What is being asked: Please render every line of the listing below as a JSON list of strings, one string per line, leaving out any blank lines.

++++++++++

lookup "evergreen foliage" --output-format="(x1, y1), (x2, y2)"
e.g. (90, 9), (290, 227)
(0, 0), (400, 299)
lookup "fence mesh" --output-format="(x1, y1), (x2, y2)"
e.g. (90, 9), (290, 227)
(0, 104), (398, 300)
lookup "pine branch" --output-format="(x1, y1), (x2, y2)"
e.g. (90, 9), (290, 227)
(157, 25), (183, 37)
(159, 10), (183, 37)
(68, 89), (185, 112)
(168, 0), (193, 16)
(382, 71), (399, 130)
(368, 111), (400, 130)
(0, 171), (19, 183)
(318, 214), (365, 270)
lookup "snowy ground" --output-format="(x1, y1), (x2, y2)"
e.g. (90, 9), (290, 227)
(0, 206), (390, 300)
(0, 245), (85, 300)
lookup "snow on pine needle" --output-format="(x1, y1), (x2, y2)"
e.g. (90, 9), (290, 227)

++++++++++

Answer below:
[
  "lookup \"evergreen foliage\" --output-format=\"(x1, y1), (x2, y2)\"",
  "e.g. (90, 9), (290, 227)",
  "(0, 0), (400, 299)",
  "lookup \"fence mesh\" --output-format=\"(x1, y1), (x2, y2)\"",
  "e.g. (90, 9), (290, 227)",
  "(0, 104), (398, 300)",
  "lookup \"pine branch\" --output-format=\"(x1, y1), (x2, y2)\"",
  "e.g. (90, 9), (290, 227)",
  "(157, 25), (183, 37)",
  "(159, 10), (183, 37)",
  "(68, 89), (185, 112)",
  "(168, 0), (193, 16)",
  "(382, 71), (399, 130)",
  "(368, 111), (400, 130)",
  "(0, 171), (19, 183)",
  "(318, 214), (365, 270)",
  "lookup \"snowy ground\" --output-format=\"(x1, y1), (x2, y2)\"",
  "e.g. (90, 9), (290, 227)",
  "(0, 206), (390, 300)",
  "(0, 245), (85, 300)",
  "lookup \"snow on pine needle\" --output-format=\"(x1, y1), (x2, y2)\"",
  "e.g. (90, 9), (290, 227)"
]